Ações a realizar.
A: Reproduza sem alterações a parte da entrevista sobre a doação do patrimônio que vai de "Elie: Quinze anos" até "em vida ainda?", inclusive.
B: Prossiga com a entrevista sobre a doação de 60% do patrimônio a partir do ponto em que o trecho selecionado termina.

Trecho selecionado.
··········

Elie: Quinze anos atrás, eu decidi doar 60% [do patrimônio]. Faz mais ou menos 15, 20 anos. O número já tava feito. O IPO [da Cyrela] em 2005 fez o número aumentar. A ação subiu 30 vezes e deu no que deu.
Em 2012 ou 2013, eu vejo um consultor cubano de Miami que me fala, ‘Por que você não entra no Giving Pledge?’ Pensei: ‘faz parte da minha maneira de pensar e fazer’.
Então mandei uma carta, me convidaram, fui lá. Já fui lá duas vezes. Achei muito bom. São pessoas muito nobres, a maioria não vai doar metade, vai doar 90%, vai doar 99%.
Eu sou alguém, [mas] lá, não sou nada. Tem gente melhor que nós. A vantagem é que cada um faz o bem onde quer fazer, ninguém te diz: você vai fazer numa direção determinada. Você faz o que bem entender.
BJ: O senhor tinha decidido doar 60% do seu patrimônio em vida ainda?
Elie: Eu pensei na morte, meus filhos pediram na vida.
BJ: Como chegou na ideia dos 60%? Tinha algum exemplo?

··········

[Dados de localização de pontos]

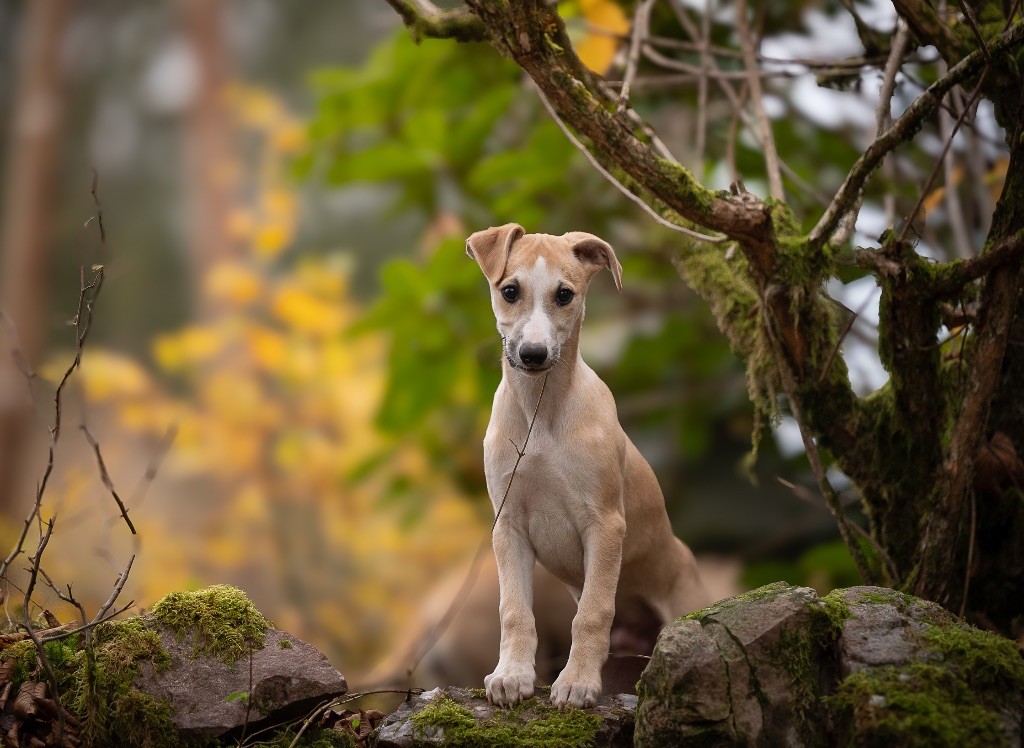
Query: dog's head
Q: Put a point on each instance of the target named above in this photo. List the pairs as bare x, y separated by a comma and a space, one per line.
538, 286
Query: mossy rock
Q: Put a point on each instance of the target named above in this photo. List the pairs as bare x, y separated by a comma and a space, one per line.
180, 674
463, 718
863, 666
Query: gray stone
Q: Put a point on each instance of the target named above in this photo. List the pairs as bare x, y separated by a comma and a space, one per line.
289, 677
464, 716
862, 666
742, 671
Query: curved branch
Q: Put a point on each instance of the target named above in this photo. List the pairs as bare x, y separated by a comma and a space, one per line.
902, 130
532, 33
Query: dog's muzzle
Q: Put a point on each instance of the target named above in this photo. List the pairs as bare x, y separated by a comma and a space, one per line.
534, 357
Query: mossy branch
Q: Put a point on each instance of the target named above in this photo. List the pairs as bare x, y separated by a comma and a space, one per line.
902, 130
424, 19
534, 34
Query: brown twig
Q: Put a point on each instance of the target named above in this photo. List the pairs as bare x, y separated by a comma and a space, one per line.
474, 568
757, 100
617, 184
908, 221
105, 478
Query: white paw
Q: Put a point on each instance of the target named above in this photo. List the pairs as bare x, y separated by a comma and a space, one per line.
576, 690
510, 684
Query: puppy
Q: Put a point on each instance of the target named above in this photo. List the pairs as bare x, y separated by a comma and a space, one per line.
584, 502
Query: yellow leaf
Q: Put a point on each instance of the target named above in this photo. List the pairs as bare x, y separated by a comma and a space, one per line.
271, 239
235, 283
606, 21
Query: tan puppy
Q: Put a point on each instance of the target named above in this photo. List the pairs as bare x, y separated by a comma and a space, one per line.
584, 502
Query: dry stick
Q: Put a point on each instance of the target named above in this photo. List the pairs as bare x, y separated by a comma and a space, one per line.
105, 478
617, 184
883, 119
970, 551
938, 165
832, 498
903, 129
41, 655
972, 22
730, 143
474, 568
757, 99
954, 207
640, 22
706, 65
338, 702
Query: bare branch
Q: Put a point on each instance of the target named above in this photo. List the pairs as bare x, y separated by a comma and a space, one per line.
757, 99
903, 129
105, 478
617, 184
640, 23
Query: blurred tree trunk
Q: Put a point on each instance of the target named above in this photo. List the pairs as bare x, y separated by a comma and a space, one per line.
26, 249
207, 140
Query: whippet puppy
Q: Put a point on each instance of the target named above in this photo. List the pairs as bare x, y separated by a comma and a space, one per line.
584, 501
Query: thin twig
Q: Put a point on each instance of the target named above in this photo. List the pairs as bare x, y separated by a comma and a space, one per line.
116, 592
757, 99
970, 551
344, 700
973, 23
474, 568
619, 185
105, 478
903, 129
633, 60
908, 221
706, 66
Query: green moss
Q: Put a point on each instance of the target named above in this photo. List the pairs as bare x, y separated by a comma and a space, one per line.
312, 739
989, 663
532, 722
768, 591
919, 705
111, 708
224, 623
953, 698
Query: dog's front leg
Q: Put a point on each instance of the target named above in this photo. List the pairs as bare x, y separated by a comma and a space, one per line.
512, 680
580, 682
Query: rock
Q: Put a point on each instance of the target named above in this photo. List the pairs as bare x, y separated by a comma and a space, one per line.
464, 717
861, 666
208, 637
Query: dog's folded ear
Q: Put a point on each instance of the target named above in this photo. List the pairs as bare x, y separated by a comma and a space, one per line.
491, 248
593, 251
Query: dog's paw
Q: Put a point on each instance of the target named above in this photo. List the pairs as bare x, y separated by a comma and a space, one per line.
509, 686
571, 690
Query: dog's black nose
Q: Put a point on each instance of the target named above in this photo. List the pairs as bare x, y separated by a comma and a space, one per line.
532, 356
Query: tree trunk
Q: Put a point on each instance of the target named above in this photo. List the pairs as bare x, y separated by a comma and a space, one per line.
30, 187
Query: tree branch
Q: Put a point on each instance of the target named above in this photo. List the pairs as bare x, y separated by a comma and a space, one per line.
535, 35
902, 130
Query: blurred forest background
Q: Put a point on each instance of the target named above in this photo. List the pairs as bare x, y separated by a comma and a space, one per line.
286, 190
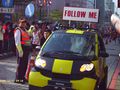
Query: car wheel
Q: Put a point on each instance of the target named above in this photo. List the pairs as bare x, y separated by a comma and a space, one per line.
103, 84
34, 88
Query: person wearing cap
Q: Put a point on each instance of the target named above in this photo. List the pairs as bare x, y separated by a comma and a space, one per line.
23, 44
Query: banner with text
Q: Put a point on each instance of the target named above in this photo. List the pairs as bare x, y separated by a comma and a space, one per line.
80, 14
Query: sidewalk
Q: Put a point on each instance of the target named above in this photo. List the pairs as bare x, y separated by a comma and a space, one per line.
113, 62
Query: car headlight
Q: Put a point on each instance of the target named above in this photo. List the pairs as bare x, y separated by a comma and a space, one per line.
40, 63
86, 67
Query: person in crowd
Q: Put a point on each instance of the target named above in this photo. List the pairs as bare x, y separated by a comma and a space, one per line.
43, 37
35, 39
115, 20
6, 37
1, 39
23, 45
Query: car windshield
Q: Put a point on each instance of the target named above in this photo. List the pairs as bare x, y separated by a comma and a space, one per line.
70, 44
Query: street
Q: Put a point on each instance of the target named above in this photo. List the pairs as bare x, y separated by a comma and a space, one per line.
8, 68
7, 75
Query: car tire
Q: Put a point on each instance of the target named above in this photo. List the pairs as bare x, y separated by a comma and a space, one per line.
34, 88
103, 84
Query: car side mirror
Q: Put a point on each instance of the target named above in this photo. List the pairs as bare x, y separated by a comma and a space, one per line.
103, 54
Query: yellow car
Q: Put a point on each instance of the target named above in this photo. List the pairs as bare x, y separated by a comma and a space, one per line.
70, 60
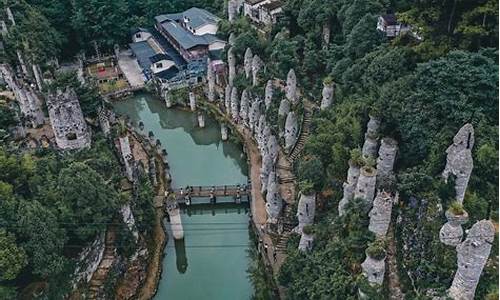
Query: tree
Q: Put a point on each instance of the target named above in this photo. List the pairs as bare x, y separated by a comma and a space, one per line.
87, 201
12, 257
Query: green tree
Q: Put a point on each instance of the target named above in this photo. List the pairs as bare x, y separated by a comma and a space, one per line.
12, 257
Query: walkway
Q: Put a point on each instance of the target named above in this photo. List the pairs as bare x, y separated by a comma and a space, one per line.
131, 69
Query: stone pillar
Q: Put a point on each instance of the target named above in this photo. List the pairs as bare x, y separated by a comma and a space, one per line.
472, 255
244, 107
38, 76
291, 86
256, 66
451, 233
201, 120
10, 16
234, 103
371, 138
210, 81
192, 101
380, 215
227, 98
224, 131
268, 94
254, 114
21, 62
328, 90
284, 108
459, 160
291, 131
231, 61
373, 269
349, 186
248, 62
386, 157
168, 99
365, 188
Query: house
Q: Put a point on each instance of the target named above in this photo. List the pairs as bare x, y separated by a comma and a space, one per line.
191, 33
263, 12
389, 25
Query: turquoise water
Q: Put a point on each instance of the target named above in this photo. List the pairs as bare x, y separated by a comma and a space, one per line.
211, 261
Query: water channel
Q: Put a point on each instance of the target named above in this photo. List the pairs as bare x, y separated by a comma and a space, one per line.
211, 261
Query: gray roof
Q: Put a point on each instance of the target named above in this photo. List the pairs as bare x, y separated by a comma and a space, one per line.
143, 52
197, 17
186, 39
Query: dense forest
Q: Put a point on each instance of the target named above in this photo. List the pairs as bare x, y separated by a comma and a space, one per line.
423, 89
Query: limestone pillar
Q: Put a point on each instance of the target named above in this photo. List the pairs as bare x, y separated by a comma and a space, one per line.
328, 90
472, 255
227, 98
247, 62
268, 94
365, 188
451, 233
231, 61
291, 86
257, 64
291, 131
192, 101
380, 214
234, 104
244, 107
459, 160
224, 131
386, 157
210, 81
284, 108
349, 186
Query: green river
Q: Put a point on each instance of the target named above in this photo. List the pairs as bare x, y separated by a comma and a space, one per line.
211, 261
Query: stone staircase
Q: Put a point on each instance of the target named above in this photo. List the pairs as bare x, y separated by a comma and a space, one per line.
288, 226
96, 284
304, 134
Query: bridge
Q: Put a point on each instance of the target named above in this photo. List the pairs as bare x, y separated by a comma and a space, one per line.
239, 192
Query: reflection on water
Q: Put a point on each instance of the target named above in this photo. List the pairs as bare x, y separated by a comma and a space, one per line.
215, 237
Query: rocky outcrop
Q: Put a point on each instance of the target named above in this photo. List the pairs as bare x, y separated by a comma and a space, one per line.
291, 131
254, 114
371, 138
210, 81
244, 107
451, 233
380, 215
386, 158
459, 160
68, 123
268, 94
284, 108
192, 100
472, 255
231, 61
227, 98
374, 270
305, 211
247, 62
234, 104
291, 86
257, 65
327, 93
349, 186
365, 187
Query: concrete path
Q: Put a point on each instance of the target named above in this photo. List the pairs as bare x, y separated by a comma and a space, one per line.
130, 67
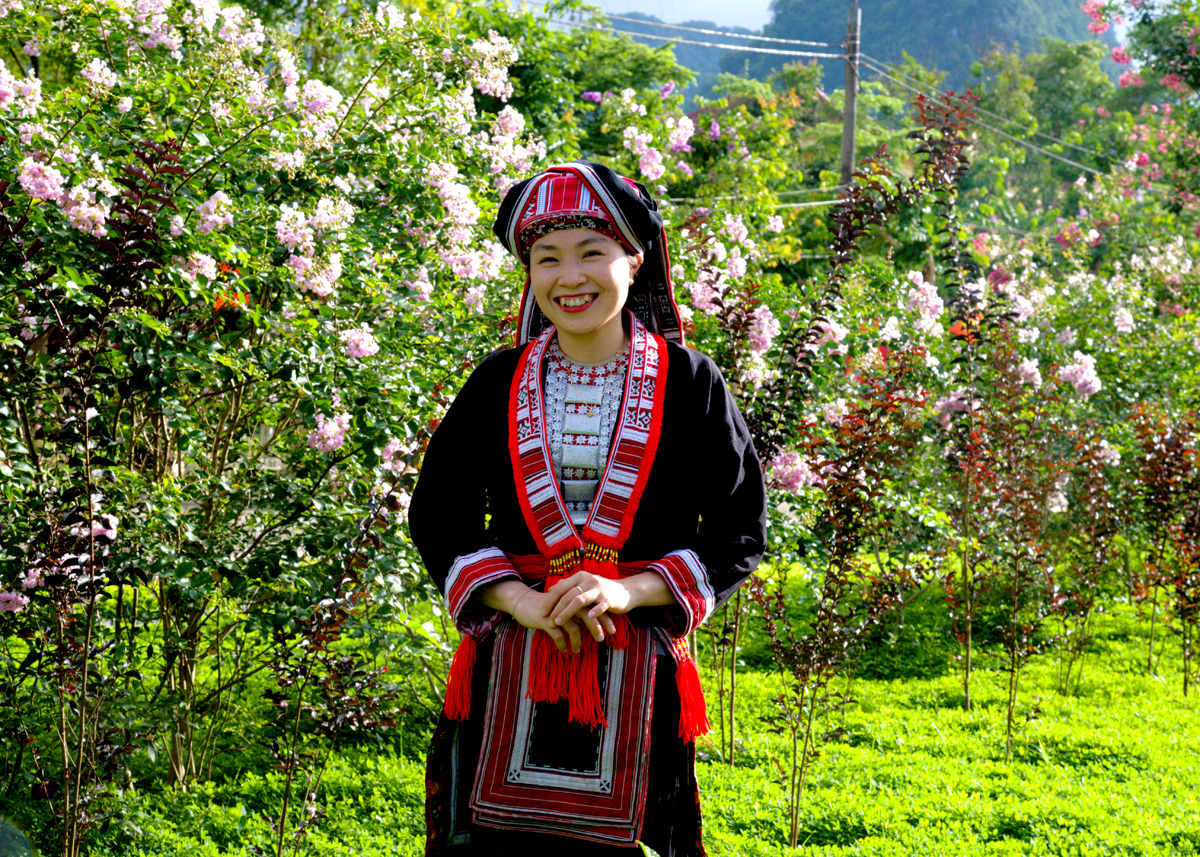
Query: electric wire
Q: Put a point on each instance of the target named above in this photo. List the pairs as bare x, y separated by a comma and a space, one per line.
982, 124
709, 33
688, 41
721, 33
877, 66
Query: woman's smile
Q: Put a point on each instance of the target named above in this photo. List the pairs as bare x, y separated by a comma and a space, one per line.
581, 279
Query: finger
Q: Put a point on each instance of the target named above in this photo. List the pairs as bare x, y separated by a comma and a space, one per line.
574, 605
593, 627
607, 623
573, 630
558, 637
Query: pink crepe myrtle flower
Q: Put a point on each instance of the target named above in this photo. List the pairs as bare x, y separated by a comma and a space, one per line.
318, 99
679, 133
315, 275
390, 455
735, 228
705, 295
40, 181
1131, 78
924, 300
330, 432
831, 331
83, 213
763, 329
215, 214
1029, 372
360, 342
198, 265
1174, 82
835, 412
651, 163
99, 75
1081, 375
958, 402
1107, 455
791, 472
12, 601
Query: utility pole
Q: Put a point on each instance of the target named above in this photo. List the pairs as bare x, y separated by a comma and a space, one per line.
850, 108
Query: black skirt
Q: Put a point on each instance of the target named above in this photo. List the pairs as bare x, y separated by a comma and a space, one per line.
671, 826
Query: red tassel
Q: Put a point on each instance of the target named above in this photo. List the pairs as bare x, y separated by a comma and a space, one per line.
585, 703
549, 670
619, 636
457, 702
693, 712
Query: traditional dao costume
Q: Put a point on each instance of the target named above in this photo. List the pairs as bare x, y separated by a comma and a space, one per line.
541, 467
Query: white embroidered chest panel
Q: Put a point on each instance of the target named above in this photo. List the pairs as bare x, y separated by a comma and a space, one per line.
582, 405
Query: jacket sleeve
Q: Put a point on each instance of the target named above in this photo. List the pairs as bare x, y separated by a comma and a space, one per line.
447, 517
731, 537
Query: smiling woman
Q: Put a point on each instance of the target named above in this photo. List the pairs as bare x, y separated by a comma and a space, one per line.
580, 279
588, 501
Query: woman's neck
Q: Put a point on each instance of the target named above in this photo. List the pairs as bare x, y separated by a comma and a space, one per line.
597, 346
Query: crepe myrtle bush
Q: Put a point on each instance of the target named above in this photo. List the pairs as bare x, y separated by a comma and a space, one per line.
1168, 461
847, 463
231, 292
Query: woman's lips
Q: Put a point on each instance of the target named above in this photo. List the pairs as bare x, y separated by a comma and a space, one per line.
589, 300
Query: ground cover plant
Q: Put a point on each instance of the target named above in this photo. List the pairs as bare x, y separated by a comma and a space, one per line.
243, 273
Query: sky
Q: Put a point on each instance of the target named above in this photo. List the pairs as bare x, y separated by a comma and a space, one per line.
749, 13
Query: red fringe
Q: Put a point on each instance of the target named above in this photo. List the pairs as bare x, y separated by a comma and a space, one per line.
693, 712
549, 670
585, 703
457, 702
619, 637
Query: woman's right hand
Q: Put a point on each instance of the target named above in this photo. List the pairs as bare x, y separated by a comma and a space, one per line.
531, 609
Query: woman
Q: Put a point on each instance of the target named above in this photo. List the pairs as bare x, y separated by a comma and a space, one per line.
591, 497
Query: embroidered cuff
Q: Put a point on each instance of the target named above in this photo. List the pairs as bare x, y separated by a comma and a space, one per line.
468, 573
688, 581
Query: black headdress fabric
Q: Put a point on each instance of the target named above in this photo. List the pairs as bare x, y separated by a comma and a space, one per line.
583, 192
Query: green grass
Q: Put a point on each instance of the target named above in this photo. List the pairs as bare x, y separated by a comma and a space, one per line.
1115, 771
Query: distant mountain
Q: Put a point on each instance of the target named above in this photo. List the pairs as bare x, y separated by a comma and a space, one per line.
705, 61
947, 35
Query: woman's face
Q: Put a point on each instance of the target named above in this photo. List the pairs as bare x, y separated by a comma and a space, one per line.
581, 279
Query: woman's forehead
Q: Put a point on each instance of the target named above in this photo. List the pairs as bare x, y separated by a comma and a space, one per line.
567, 239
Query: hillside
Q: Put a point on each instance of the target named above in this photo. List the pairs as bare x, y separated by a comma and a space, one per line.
705, 61
947, 35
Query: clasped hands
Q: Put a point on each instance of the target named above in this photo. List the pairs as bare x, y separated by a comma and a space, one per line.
582, 601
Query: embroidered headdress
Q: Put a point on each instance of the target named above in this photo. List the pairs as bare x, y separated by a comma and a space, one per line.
589, 196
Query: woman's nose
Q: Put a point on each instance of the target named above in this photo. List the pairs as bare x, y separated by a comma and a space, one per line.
571, 273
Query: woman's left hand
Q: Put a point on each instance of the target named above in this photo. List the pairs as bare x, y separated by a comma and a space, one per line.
588, 598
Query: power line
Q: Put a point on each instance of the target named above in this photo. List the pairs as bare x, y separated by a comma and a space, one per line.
876, 65
819, 203
711, 33
778, 193
995, 130
721, 33
703, 45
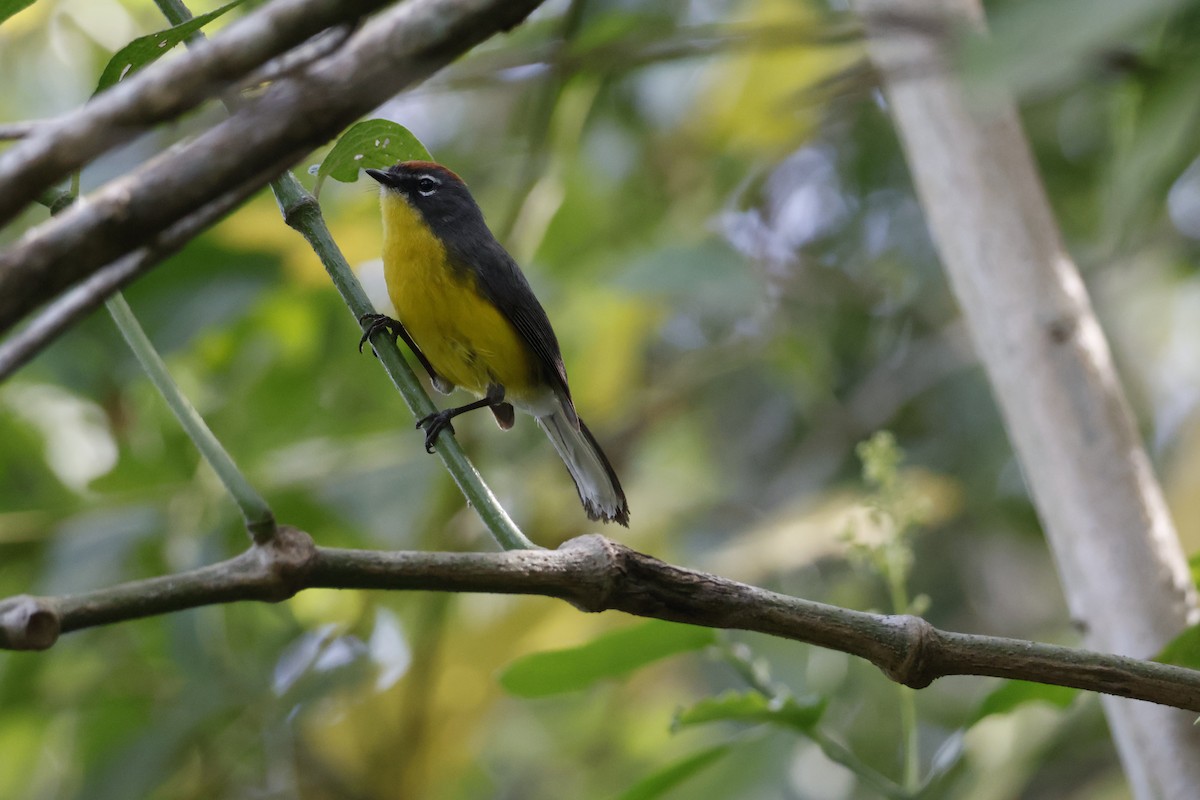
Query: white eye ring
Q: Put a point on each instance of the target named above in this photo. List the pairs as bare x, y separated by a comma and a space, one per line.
427, 185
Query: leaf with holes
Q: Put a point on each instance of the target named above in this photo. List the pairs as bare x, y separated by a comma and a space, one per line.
375, 144
149, 48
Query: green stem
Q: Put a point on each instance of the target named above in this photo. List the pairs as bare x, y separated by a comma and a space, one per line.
301, 212
259, 519
841, 755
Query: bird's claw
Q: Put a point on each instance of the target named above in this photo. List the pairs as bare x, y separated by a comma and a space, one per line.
433, 425
375, 323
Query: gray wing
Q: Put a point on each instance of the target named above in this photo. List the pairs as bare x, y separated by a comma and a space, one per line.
502, 281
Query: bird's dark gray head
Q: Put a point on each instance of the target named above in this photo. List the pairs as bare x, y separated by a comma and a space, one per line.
441, 196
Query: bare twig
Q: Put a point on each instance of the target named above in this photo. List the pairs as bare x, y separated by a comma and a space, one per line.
1123, 572
594, 573
13, 131
273, 132
89, 295
162, 91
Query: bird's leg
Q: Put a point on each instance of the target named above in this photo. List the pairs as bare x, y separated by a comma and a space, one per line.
376, 323
439, 421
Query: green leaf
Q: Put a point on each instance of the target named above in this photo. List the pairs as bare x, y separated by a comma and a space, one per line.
672, 775
1036, 46
10, 7
1012, 693
147, 49
1183, 650
801, 714
612, 655
375, 144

··········

Lista de respostas.
A:
Elie: Quinze anos atrás, eu decidi doar 60% [do patrimônio]. Faz mais ou menos 15, 20 anos. O número já tava feito. O IPO [da Cyrela] em 2005 fez o número aumentar. A ação subiu 30 vezes e deu no que deu.
Em 2012 ou 2013, eu vejo um consultor cubano de Miami que me fala, ‘Por que você não entra no Giving Pledge?’ Pensei: ‘faz parte da minha maneira de pensar e fazer’.
Então mandei uma carta, me convidaram, fui lá. Já fui lá duas vezes. Achei muito bom. São pessoas muito nobres, a maioria não vai doar metade, vai doar 90%, vai doar 99%.
Eu sou alguém, [mas] lá, não sou nada. Tem gente melhor que nós. A vantagem é que cada um faz o bem onde quer fazer, ninguém te diz: você vai fazer numa direção determinada. Você faz o que bem entender.
BJ: O senhor tinha decidido doar 60% do seu patrimônio em vida ainda?

B:
Elie: Meu pai doou 100%, entre a vida e a morte. Me deu uma lição maravilhosa, que é fazer o bem. Eu quis dar 100%, [mas] não me deixaram. Os gurus, conselheiros, falaram: ‘você dá uma parte e deixa para os seus filhos se virarem para ganhar para, por sua vez, fazerem o bem de novo.’
Estava sentado com meu caçula. Ganha 6 mil reais por mês, e o que ele fez com o dinheiro do ano inteiro? Deu para caridade, tudo. Se bem que eu banco ele, mas achei muito bonito. (risos)
BJ: O senhor acha que essa mentalidade está crescendo ou não entre os empresários?
Elie: Poderia crescer mais. O problema é ignorância e a não conscientização do problema. As pessoas não enxergam. Quando a mulher é vaidosa e o homem é orgulhoso… Quando a mulher usa milhões, milhares, em Chanel, Cacharel, o diabo a quatro, quem usa essas coisas não consegue pensar nos pobres.
Se uma bolsa custa dez mil dólares, não posso dar [dinheiro] para os pobres. Tem que ter o pensamento inverso! Tem que dar dez mil dólares facilmente e não comprar bolsa Chanel, porque as duas coisas não dá certo, não existe isso.
O luxo ele te mata, ele te suga. Mesmo que você dê dinheiro para a caridade, às vezes, tem um ato de dúvida. ‘Estou fazendo certo, estou fazendo errado?’ E se alguém te rouba ou alguém investe mal seu dinheiro, você fica revoltado. Então, às vezes dá vontade de não fazer nada. Mas é um mau instinto que te domina nesse minuto.
BJ: Você acha que a gente vai ver mais brasileiros entrando no Giving Pledge?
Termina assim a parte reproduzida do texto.